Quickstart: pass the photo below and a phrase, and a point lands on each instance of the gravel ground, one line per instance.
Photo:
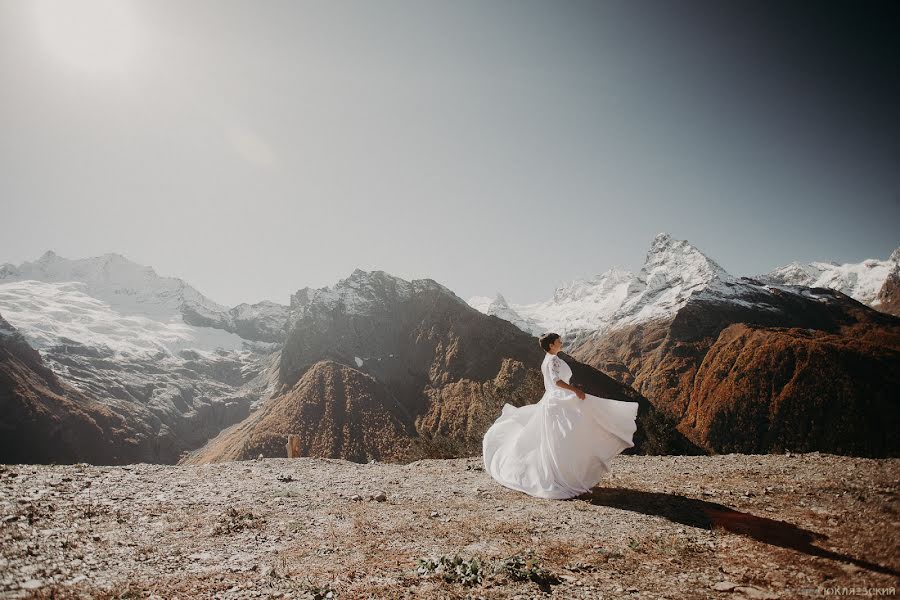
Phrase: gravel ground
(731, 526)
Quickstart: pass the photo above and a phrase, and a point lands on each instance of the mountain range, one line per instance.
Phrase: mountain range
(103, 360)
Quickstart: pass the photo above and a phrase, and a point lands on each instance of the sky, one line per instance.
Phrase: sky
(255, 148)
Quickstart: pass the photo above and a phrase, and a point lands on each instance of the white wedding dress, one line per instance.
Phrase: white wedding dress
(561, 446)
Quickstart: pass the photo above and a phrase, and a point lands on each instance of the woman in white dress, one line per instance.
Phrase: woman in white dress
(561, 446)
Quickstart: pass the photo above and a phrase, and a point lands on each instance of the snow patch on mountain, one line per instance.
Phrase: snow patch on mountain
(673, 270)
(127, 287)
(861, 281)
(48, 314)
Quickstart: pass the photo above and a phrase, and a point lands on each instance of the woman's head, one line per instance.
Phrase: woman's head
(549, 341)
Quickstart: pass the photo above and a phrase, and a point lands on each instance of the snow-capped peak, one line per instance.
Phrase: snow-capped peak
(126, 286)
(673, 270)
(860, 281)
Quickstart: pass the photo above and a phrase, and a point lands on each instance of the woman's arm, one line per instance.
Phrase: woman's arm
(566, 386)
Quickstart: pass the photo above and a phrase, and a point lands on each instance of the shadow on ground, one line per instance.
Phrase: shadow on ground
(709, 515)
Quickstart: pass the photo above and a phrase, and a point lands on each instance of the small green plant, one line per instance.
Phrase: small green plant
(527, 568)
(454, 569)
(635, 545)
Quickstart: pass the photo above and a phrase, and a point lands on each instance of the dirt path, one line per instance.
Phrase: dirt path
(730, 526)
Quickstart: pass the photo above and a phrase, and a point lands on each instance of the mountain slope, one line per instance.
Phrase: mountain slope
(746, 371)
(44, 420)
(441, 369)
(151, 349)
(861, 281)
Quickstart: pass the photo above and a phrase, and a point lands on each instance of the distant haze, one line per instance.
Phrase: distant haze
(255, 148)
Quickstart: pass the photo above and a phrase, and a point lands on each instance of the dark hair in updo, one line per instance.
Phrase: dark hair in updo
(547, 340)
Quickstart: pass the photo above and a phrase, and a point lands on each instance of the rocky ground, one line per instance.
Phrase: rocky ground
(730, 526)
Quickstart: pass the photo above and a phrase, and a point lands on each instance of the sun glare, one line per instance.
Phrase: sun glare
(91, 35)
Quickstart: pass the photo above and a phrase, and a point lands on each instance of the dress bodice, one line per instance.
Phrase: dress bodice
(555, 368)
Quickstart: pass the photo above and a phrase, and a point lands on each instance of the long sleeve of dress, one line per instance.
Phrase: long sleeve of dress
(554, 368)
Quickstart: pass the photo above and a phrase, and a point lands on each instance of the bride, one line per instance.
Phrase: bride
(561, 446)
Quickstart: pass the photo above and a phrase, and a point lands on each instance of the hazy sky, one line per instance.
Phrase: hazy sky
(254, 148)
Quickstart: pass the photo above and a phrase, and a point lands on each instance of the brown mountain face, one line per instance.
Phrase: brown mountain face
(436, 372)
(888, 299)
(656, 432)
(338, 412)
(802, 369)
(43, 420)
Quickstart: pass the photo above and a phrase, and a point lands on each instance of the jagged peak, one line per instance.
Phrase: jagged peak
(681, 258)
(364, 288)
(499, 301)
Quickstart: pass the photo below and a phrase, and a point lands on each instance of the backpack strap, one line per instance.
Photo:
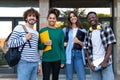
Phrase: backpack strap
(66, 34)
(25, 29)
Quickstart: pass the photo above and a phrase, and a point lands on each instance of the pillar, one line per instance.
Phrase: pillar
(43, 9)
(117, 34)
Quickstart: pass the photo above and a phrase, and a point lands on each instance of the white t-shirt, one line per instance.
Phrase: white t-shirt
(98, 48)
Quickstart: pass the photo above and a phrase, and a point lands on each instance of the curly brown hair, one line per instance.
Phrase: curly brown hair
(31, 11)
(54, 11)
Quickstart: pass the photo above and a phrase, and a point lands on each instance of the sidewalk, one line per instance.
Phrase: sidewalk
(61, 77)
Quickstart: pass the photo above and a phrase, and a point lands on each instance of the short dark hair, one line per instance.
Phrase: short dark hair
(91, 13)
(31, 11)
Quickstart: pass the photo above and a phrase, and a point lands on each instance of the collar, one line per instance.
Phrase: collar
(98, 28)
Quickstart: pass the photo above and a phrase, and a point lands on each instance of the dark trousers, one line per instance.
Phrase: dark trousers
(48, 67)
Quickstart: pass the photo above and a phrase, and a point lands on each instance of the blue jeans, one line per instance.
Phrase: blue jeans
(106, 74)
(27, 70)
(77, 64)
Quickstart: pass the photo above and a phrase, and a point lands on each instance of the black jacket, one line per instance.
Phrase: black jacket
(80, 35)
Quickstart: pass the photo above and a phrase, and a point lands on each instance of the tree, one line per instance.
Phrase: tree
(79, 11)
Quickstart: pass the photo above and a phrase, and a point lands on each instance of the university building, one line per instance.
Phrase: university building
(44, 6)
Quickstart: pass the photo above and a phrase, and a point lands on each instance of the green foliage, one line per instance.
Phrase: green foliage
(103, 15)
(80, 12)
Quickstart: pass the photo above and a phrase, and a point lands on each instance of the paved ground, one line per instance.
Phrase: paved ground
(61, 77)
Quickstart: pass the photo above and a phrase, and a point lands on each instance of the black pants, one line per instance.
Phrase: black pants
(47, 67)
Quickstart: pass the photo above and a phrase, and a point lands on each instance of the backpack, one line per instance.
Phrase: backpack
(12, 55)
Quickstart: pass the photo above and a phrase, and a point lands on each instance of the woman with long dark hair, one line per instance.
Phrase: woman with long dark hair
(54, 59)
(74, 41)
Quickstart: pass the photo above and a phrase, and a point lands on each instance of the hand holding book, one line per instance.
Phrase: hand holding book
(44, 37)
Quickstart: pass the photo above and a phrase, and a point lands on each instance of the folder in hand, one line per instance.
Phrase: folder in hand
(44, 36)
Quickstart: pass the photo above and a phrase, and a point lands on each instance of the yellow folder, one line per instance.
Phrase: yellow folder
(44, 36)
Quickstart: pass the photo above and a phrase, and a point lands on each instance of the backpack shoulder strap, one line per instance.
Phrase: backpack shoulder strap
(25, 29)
--
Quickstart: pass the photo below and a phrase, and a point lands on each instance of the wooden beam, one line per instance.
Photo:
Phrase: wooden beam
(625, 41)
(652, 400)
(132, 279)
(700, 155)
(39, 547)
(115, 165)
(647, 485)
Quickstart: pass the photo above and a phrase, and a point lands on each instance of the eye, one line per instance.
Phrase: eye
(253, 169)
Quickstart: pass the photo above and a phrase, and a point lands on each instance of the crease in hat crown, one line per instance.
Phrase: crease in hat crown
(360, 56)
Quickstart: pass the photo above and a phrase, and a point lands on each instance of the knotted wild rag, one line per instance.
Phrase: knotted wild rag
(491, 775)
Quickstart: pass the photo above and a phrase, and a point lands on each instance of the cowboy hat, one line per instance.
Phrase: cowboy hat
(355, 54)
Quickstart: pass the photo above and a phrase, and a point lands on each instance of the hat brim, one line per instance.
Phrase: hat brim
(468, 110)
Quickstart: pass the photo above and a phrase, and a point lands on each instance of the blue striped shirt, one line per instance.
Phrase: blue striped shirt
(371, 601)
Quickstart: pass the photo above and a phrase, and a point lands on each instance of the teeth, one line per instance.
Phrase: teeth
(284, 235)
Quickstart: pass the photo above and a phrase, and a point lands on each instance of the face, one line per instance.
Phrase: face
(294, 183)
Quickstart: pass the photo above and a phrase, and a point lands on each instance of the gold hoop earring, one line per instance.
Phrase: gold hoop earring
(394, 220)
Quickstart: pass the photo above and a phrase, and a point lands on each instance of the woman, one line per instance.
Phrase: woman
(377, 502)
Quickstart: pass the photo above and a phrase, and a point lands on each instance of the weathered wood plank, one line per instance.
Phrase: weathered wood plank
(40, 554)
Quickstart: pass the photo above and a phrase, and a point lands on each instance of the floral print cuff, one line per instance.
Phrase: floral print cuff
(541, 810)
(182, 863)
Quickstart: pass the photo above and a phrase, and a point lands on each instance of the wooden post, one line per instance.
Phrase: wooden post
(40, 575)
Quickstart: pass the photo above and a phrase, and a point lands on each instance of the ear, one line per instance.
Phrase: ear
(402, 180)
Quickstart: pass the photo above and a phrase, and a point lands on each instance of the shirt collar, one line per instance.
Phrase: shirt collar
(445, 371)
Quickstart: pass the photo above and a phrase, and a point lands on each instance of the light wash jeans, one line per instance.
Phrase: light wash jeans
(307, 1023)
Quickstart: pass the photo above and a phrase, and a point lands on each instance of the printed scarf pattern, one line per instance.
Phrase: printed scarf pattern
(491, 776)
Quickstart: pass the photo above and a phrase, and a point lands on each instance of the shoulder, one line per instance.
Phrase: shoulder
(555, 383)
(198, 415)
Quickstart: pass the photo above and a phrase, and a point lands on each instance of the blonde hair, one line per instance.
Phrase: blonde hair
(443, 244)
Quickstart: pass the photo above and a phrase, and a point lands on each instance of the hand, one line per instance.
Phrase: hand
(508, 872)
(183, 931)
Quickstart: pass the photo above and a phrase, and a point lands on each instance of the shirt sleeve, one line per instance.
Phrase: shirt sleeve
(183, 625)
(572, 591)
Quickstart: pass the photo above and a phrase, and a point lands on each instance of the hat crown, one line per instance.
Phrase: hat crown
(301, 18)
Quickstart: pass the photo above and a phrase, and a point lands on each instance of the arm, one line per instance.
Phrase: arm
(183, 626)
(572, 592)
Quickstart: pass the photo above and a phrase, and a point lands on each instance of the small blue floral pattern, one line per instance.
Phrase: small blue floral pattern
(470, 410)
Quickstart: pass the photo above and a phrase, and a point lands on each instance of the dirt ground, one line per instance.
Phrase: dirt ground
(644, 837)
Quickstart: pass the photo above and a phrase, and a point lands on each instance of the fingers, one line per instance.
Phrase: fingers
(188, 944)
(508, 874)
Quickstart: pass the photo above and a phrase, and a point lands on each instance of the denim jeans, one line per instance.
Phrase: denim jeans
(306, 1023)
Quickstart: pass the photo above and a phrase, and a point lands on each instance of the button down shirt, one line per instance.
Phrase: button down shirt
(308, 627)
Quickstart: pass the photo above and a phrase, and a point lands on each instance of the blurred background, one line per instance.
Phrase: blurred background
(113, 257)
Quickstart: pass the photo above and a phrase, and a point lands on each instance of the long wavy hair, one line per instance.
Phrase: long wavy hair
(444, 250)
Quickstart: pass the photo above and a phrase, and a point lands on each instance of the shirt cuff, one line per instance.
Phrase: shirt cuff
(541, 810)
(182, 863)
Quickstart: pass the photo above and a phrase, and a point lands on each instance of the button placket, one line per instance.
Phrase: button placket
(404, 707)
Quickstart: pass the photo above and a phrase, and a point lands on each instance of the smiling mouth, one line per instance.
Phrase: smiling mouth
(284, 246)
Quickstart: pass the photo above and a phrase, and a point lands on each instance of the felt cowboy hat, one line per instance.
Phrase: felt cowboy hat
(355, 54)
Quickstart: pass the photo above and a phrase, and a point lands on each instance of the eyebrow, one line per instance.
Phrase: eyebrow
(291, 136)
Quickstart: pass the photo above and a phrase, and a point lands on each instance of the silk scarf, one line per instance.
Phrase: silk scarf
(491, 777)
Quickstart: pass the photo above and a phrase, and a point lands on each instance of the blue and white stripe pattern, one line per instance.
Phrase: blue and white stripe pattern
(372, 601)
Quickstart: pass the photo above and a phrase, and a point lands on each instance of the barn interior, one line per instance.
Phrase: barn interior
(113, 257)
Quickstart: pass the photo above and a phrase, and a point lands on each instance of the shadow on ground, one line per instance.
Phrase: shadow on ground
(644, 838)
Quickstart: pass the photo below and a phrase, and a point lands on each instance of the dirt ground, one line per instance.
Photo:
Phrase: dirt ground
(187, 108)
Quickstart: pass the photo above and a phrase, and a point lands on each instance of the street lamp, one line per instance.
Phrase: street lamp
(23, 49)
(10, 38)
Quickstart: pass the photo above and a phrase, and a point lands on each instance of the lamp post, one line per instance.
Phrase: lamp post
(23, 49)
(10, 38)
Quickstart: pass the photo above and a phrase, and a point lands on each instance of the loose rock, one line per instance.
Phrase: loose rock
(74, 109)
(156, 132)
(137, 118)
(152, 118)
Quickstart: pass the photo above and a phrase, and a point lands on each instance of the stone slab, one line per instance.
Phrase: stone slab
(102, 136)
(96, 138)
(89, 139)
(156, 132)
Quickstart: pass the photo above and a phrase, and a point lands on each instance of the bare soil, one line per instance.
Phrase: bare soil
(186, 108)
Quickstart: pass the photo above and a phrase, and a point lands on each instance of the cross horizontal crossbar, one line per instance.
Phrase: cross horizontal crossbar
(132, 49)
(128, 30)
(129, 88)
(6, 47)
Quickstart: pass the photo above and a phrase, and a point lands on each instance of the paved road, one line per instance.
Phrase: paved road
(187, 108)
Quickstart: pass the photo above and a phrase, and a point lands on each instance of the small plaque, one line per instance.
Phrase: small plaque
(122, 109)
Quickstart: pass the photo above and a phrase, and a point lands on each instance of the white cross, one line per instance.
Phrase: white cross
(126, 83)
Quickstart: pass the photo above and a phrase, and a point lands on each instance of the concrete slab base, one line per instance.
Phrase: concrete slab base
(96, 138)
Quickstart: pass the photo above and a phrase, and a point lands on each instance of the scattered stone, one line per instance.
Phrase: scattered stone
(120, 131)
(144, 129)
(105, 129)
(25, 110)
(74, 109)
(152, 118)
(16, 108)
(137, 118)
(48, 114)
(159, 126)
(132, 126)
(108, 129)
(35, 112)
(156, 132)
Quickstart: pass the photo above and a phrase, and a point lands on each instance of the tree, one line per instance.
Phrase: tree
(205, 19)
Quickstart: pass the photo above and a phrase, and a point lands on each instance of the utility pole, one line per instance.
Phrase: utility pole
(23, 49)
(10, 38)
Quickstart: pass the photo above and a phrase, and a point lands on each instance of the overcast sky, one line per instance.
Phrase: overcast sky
---
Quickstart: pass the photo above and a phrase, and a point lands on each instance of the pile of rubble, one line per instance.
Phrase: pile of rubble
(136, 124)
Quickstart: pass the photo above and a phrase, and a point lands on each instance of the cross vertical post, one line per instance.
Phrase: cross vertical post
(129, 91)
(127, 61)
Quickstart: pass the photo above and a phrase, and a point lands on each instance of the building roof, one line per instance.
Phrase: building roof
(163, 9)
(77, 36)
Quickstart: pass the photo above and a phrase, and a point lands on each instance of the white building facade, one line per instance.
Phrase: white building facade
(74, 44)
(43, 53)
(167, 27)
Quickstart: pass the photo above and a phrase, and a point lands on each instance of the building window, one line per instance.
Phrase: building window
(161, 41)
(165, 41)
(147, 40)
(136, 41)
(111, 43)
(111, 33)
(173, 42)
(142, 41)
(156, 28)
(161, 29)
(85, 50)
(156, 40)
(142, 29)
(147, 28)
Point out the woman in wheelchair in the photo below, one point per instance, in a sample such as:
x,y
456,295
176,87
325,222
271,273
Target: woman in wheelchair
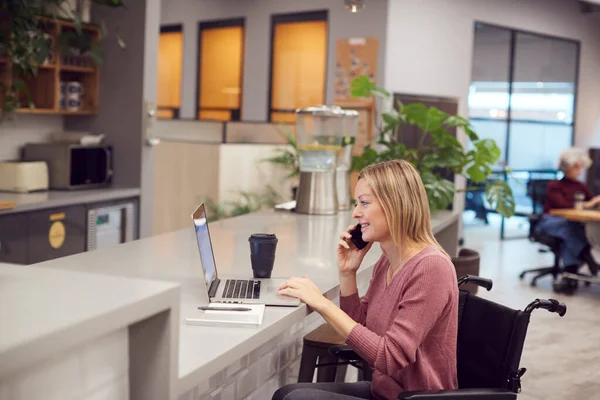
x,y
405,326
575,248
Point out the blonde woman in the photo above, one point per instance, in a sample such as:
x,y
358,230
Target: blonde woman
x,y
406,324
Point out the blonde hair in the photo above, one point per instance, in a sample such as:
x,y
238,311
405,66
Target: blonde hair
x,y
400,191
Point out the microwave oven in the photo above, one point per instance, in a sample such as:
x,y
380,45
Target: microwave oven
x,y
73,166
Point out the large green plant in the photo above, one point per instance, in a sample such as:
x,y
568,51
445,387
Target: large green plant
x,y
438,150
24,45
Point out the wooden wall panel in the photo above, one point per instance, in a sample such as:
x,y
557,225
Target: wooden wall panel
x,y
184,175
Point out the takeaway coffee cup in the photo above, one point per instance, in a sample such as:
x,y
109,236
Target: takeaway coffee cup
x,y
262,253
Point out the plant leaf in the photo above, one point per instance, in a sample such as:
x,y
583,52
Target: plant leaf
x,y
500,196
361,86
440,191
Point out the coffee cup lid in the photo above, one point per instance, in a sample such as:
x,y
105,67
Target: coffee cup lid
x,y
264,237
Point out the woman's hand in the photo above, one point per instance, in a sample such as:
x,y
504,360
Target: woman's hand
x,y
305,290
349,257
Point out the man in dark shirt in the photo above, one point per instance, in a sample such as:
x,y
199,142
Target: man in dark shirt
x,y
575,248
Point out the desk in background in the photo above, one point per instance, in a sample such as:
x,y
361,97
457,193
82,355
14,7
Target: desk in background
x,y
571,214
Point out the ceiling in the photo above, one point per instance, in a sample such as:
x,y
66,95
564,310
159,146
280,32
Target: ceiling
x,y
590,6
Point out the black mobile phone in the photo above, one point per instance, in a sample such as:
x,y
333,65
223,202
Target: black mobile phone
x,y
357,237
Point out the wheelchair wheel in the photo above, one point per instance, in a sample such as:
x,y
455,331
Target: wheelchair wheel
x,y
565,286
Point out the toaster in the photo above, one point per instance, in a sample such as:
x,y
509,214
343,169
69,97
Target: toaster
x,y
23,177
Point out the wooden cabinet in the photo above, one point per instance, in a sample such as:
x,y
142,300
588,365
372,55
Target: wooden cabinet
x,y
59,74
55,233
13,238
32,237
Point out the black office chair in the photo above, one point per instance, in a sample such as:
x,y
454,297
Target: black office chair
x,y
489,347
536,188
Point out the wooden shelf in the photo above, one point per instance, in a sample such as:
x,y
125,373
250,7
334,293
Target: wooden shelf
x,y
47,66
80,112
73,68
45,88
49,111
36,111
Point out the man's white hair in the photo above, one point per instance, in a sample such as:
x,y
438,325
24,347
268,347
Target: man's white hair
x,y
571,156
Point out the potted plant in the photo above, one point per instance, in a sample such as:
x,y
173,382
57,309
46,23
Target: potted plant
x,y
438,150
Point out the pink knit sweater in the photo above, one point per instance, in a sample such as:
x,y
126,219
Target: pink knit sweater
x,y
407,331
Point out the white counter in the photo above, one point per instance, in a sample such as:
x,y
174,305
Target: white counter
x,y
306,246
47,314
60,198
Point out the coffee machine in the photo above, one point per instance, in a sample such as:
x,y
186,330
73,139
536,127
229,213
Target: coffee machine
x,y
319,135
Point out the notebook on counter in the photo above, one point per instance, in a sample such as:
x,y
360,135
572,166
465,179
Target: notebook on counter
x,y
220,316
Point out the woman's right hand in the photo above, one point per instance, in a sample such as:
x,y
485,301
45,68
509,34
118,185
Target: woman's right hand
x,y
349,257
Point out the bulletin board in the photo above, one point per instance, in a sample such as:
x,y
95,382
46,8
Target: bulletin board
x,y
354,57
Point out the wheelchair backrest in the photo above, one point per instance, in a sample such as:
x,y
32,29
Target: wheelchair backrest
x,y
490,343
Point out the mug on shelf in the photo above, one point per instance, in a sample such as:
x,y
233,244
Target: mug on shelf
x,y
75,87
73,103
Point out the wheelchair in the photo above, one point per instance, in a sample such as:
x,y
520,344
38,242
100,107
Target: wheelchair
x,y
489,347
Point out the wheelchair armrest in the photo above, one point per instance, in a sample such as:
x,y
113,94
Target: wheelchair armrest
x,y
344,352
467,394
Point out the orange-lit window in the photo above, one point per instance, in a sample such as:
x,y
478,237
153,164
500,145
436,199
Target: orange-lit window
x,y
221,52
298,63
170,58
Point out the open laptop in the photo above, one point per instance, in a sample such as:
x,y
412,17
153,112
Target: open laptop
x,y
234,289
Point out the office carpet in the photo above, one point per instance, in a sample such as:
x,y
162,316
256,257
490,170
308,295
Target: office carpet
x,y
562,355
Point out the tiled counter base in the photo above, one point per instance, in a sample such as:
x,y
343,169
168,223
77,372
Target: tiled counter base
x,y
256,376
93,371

§ SET EXERCISE:
Tally the lines in the items above that contain the string "earring" and give only that number.

§ WRITTEN RESPONSE:
2